■ **PROBLEM REQUIREMENTS**:
Swap every "instance" in the data below for "occurrence", leaving everything else unchanged. Leave the pictures out of your copy.

⟨

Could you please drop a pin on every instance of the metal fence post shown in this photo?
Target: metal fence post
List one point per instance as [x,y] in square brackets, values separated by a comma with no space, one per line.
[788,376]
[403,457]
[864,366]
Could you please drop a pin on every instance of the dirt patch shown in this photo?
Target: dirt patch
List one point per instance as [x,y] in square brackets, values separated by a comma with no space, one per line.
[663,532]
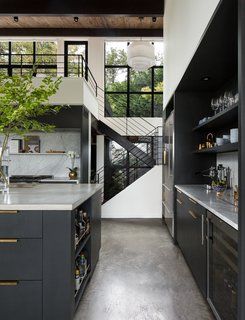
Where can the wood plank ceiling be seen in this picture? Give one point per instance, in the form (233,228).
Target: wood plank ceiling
(92,22)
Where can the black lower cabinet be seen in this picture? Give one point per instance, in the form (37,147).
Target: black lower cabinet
(38,279)
(210,248)
(21,300)
(191,238)
(222,268)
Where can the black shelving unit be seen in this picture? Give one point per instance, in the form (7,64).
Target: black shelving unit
(229,147)
(81,244)
(221,119)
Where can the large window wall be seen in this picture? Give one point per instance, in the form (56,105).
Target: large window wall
(19,57)
(129,93)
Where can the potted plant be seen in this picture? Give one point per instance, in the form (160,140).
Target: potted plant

⟩

■ **RESPONSE**:
Could you please drop a pin on every occurrence of the metal fence post shown in this photo?
Target: metal fence post
List one point per occurrence as [x,y] in square brackets, values separated by a comma with no space, one per line.
[788,376]
[403,457]
[864,366]
Could you please drop a pin on every occurrence of the dirt patch shown in this photo?
Target: dirt patch
List one point per occurrence as [x,y] in square brackets, values separated by a comma with no space, one per line.
[663,532]
Where can the wood plank ceiling be seen in this picture? Give one point per occurrence, in the form (233,228).
Target: wood plank ceiling
(92,22)
Where can the black lower cabinet be seen in this picture? Give one point per occurrence, in the form (37,147).
Target: black lower cabinet
(38,279)
(210,248)
(21,300)
(191,238)
(222,268)
Where can the black shelving unit be seen in this picture? Give one point per occurrence, in the form (7,64).
Target: black shelving unit
(229,147)
(81,244)
(221,119)
Where can the large window wall be seen in this picture? Give one point per occurrence, in the form (56,105).
Target: large window wall
(19,57)
(129,93)
Where can the potted plant be seen in this picture? Give one point per occurrence, in the form (160,140).
Target: potted plant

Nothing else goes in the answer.